### RECORDS SUPPLIED

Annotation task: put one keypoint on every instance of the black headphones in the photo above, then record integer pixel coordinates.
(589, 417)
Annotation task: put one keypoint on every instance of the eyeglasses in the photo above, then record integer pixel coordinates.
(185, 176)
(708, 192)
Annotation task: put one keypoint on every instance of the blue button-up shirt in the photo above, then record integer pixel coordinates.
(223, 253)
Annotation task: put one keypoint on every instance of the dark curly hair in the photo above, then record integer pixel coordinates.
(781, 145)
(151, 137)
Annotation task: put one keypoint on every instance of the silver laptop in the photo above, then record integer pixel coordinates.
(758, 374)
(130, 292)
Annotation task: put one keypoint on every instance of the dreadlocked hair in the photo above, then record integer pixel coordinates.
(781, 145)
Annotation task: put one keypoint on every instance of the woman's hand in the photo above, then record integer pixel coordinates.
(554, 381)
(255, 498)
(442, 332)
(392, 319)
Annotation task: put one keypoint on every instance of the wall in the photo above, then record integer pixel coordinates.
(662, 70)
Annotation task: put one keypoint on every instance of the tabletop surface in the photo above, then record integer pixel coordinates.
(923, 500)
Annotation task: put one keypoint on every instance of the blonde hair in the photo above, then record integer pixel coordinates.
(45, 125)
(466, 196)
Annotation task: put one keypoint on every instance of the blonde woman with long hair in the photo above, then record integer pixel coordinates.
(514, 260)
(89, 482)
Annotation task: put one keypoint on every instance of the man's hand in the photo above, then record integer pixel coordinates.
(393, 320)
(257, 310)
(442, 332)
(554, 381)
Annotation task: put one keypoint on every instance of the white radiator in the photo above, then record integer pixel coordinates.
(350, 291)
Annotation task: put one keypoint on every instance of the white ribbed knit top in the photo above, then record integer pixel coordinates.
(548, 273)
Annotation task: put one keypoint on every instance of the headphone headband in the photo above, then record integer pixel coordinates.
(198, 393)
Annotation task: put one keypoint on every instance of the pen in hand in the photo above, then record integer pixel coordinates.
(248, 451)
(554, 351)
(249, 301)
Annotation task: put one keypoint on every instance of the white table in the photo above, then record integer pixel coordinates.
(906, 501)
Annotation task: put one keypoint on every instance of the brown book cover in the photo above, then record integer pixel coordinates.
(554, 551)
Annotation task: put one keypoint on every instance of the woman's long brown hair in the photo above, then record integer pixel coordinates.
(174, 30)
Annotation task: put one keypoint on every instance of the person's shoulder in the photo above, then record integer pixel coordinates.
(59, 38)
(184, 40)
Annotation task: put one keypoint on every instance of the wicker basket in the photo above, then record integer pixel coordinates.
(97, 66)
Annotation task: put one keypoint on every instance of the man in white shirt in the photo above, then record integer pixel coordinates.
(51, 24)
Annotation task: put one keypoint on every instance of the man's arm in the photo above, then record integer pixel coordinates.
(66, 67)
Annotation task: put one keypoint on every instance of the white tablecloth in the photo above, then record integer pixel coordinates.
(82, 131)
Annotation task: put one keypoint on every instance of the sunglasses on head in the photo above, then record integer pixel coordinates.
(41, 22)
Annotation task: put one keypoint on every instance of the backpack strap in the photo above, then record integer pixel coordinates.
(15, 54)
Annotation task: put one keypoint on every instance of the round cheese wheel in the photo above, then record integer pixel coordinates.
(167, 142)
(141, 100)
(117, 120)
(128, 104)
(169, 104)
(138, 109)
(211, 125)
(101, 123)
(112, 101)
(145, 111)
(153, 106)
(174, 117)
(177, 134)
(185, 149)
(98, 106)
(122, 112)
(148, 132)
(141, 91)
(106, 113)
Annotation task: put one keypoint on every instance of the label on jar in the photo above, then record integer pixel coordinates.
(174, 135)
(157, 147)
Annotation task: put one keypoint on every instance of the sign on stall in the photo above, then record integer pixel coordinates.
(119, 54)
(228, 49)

### PROMPT
Every record shown above must be echoed exactly.

### IN RESPONSE
Annotation task: put one keypoint on every instance of the black headphones in the photo above, then record integer pixel coordinates.
(589, 417)
Annotation task: put one keypoint on every instance of the eyeglasses in the photo above, then record integer pixel coordinates.
(185, 176)
(708, 192)
Annotation task: put one keypoint on every instance of the blue button-up shirt in the photo above, then record integer pixel coordinates.
(223, 253)
Annotation task: put one keypoint on every instance of the dark curly hair in the photo above, then record integer pixel coordinates.
(781, 145)
(151, 137)
Annotation task: put one keypoint on every instance of the silver laptop in the photo above, then record integer pixel coordinates.
(758, 374)
(130, 292)
Annotation task: put one keypoint on every instance of the dreadlocked hair in the photo above, then record integer pixel coordinates.
(781, 145)
Annotation task: put one keypoint on every instance of the woman's hand in the photo above, then record integer pixel coordinates.
(554, 381)
(255, 498)
(442, 332)
(392, 319)
Annotation task: put one keypoint on every instance of the wall in the photo above, then record integer pixel coordinates.
(662, 70)
Annotation task: put one keypoint on every instance of the tabletop surface in the photo above, then record integer pixel coordinates.
(923, 500)
Annotation task: put one keypoint on every instance of the blonde hair in the photo above, then record integer pixel coordinates.
(45, 125)
(466, 196)
Annotation task: put one keypoint on every instance of the blonde woman with long hair in the photo above, then record integer pixel coordinates.
(514, 260)
(89, 482)
Annotation task: put one keypoint on every instance of the man's hand in the photo above, then record integer pixel coordinates.
(393, 320)
(257, 310)
(442, 332)
(554, 381)
Annotation task: put one keypoint on every instance of the white radiator in the photo above, then record integer pixel coordinates.
(350, 291)
Annotation task: put one keypoint on every instance of the white ribbed knit top in the photo above, then record integer pixel coordinates.
(548, 273)
Annotation task: put one keypoint on every instance of the headphone headband in the photo above, then record integer pixel coordinates.
(198, 393)
Annotation task: put one keypoint on every instance of the pen in hand in the photo above, then record integer pixel coordinates.
(248, 451)
(554, 351)
(249, 301)
Annotation task: put one keypoint on every instance of the white table in the photo above, then record integer pixel coordinates.
(906, 501)
Annotation task: put one keypoint on every instance of the brown book cover in the photo above, then record integer pixel coordinates.
(554, 551)
Annotation task: put one keypoint on every instance of the woman's long brown hair in the photo above, then record integer pixel coordinates.
(174, 30)
Annotation task: put one keypoint on every instance of the person's shoulder in the photo above, then record integer pixel coordinates.
(59, 38)
(184, 40)
Annotation task: put one keypoint on every instance of the wicker basket in the photo above, then record integer pixel coordinates.
(97, 66)
Annotation task: put one keypoint on every instance of the man in white shirt in the photo above, then record integer pixel coordinates.
(51, 24)
Annotation task: put one keypoint on every instance of the man's arm in the photo above, then record integer pixel coordinates.
(66, 67)
Annotation task: put one keypoint on every instance of the white tablecloth in the photo above, then record integer pixel coordinates.
(82, 131)
Annotation task: put one keypoint on every instance of the sunglasses on head in the photo above, then record integer pixel coordinates.
(41, 22)
Annotation task: put one keypoint on every instance of the backpack strap in the photo above, then record integer pixel coordinates.
(15, 54)
Annotation task: put one keypoint on every instance of the round cheese wheel in the photo above, then record integer pixel coordinates.
(167, 142)
(141, 100)
(117, 120)
(128, 104)
(169, 104)
(138, 109)
(211, 125)
(101, 123)
(112, 101)
(145, 111)
(153, 106)
(174, 117)
(177, 134)
(185, 149)
(98, 106)
(122, 112)
(148, 132)
(141, 91)
(106, 113)
Annotation task: put one keypoint on every instance of the label on jar in the photo above, then record integer pixel coordinates.
(174, 135)
(157, 147)
Annotation task: put one keypoint on every instance of the sign on stall in the photo above, then record integer pixel coordinates.
(119, 54)
(228, 49)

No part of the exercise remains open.